▸ **Problem details**
Return every line from the entries below that contains the string "shirt".

▸ **Material**
_ _ _ _
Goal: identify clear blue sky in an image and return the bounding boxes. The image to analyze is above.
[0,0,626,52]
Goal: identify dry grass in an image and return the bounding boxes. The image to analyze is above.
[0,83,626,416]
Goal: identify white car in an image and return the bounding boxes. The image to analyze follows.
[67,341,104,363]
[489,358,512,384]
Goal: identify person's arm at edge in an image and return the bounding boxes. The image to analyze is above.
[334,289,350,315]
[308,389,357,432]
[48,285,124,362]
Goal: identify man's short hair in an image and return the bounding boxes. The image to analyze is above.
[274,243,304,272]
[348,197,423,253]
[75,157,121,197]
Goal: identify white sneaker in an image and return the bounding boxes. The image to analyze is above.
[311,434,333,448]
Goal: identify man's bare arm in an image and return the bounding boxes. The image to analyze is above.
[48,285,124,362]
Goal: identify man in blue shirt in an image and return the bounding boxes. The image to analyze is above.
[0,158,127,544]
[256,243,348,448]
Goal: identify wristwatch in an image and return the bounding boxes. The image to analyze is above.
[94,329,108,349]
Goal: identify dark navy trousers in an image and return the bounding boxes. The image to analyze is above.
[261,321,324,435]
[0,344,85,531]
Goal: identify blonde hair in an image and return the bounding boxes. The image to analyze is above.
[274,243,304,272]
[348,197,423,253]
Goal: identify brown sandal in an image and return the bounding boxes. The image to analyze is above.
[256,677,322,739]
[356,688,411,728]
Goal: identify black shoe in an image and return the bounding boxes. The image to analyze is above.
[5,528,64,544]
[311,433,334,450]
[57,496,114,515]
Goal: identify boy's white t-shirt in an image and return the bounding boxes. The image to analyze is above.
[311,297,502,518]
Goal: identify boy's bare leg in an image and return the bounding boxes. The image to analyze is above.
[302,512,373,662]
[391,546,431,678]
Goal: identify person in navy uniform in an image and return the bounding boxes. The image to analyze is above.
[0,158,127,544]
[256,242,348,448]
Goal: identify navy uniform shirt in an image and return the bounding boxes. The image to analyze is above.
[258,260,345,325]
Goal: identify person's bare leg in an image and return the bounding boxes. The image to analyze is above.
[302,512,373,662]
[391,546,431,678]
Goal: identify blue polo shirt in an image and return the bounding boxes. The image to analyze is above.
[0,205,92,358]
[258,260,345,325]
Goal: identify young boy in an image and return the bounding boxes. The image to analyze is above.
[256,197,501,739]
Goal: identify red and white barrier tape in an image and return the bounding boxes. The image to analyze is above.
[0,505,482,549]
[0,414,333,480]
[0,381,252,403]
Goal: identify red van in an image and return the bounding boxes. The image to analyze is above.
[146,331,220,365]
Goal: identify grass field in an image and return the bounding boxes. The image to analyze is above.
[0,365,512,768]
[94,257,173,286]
_ _ _ _
▸ **Correct response**
Goal: identify man in blue shirt in an image and return the bounding boxes. The image to analyze is above.
Goal: identify boy's white t-shirt in an image and return the bounding boxes. The image to analyze is above.
Goal: identify navy uniform shirt in an image and return the bounding boxes. The image to analyze is above.
Goal: identify blue polo shirt in an image and return the bounding boxes. The image to analyze is above.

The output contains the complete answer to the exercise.